GIVEN REQUEST: From the material below, keep only the lines that contain the string "hand", treating uppercase and lowercase as different.

Point-based annotation data
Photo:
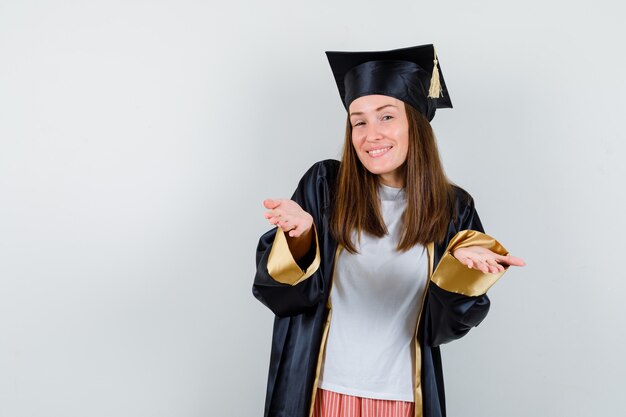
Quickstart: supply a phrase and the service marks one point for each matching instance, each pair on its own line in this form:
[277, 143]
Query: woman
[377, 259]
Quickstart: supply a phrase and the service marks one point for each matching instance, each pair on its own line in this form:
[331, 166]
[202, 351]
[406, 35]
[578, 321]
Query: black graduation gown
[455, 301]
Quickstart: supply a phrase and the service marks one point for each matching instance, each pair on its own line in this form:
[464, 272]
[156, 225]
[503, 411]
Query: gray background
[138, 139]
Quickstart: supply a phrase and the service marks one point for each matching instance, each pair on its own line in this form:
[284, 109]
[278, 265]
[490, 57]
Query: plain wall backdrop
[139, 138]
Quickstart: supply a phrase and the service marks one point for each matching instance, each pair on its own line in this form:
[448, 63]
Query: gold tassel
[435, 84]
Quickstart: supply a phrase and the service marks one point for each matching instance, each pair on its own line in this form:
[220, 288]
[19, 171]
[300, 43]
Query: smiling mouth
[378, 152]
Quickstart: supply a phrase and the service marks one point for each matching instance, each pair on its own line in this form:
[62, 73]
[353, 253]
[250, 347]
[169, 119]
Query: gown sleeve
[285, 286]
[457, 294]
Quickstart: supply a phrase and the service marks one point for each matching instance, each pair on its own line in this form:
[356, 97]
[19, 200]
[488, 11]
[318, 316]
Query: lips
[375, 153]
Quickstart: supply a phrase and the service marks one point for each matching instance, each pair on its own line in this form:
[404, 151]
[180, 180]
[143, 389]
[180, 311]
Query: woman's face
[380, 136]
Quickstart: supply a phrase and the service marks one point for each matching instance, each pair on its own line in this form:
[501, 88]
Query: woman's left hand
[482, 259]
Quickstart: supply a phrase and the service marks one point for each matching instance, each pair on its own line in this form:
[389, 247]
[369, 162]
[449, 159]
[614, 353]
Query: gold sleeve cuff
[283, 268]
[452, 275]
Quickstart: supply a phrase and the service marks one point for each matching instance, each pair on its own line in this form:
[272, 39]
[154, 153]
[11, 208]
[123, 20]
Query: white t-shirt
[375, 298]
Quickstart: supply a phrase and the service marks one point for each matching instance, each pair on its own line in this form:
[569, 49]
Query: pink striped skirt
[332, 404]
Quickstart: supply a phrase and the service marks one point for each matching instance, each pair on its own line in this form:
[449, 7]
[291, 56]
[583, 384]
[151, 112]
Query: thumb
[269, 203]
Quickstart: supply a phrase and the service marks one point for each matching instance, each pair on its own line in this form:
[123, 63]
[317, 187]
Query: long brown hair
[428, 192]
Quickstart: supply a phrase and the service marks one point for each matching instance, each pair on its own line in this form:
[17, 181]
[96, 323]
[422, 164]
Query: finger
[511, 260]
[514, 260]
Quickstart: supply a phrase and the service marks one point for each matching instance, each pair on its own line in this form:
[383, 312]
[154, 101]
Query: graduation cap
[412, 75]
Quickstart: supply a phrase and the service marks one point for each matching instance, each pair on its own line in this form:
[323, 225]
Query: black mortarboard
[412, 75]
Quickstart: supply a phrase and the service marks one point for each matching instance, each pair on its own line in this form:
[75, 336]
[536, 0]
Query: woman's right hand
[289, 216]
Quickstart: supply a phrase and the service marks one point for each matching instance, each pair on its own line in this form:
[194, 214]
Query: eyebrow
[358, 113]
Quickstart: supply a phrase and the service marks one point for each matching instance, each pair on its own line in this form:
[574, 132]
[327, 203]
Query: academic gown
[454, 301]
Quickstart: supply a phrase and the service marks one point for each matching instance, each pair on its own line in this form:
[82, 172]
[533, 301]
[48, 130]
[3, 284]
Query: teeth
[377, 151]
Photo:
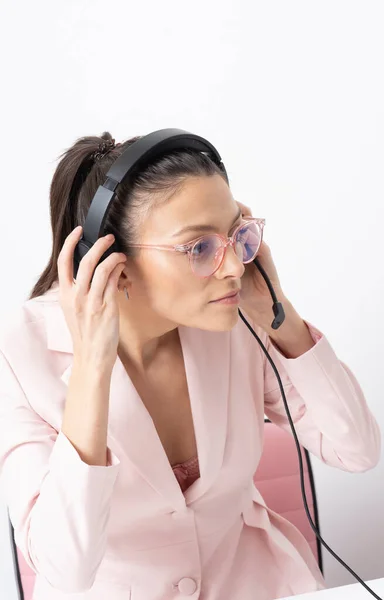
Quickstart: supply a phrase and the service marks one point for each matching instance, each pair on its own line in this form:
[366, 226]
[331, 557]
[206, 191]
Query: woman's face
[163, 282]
* * *
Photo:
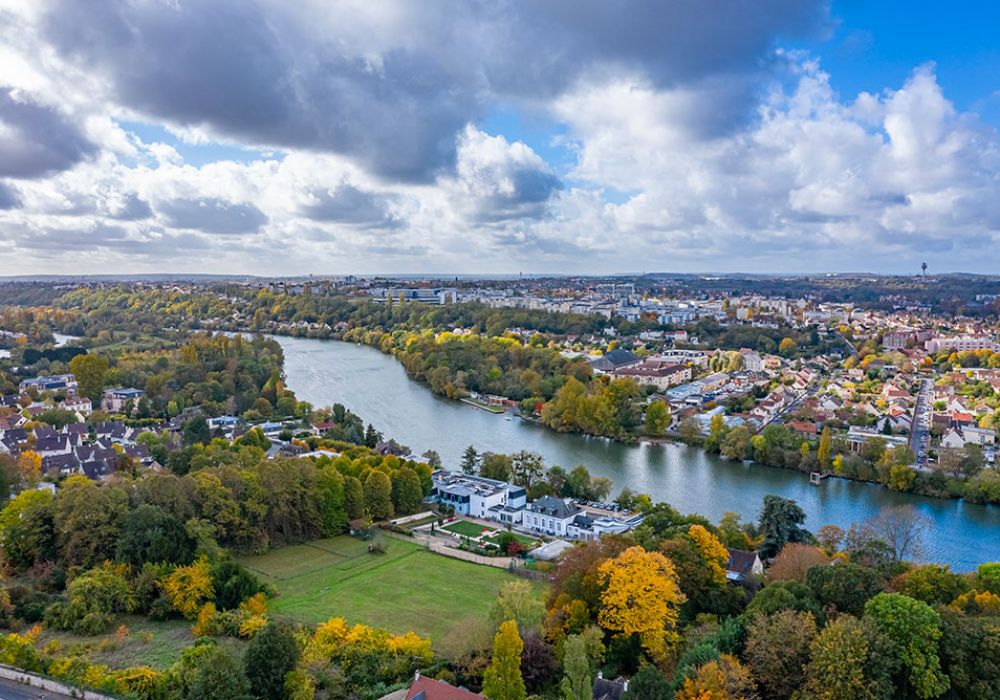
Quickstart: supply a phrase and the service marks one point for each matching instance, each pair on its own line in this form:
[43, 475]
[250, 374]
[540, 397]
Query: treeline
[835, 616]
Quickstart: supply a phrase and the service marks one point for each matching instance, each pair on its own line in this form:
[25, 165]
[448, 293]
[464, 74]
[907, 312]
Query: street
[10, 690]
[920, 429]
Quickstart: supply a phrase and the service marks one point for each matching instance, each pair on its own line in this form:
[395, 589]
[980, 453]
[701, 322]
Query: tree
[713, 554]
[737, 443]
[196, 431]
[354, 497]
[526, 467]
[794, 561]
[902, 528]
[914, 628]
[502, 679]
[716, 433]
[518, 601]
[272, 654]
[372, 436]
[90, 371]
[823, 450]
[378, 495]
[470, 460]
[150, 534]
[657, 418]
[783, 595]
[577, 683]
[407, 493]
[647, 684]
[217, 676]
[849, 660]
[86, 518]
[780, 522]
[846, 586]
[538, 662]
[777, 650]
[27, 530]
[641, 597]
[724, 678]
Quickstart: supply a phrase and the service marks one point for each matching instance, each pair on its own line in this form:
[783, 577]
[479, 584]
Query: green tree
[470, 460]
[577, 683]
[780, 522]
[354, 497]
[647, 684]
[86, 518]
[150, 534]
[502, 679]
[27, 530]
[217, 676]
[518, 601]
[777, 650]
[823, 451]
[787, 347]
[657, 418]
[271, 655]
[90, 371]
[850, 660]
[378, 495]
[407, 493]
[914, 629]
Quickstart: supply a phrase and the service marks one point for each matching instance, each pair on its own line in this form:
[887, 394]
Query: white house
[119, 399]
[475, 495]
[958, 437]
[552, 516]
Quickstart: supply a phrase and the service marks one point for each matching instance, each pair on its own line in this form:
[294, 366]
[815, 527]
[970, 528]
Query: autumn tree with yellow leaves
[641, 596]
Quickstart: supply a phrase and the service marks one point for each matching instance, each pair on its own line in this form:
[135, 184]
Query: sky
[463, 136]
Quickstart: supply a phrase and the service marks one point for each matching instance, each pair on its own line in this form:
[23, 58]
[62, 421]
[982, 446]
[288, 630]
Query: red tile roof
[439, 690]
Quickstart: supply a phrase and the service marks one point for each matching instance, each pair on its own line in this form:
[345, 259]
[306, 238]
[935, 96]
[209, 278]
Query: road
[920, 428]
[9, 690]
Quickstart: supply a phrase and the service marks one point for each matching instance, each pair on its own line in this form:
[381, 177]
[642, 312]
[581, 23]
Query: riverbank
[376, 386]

WRITTEN RESPONSE:
Query: woman's left hand
Query: woman's right hand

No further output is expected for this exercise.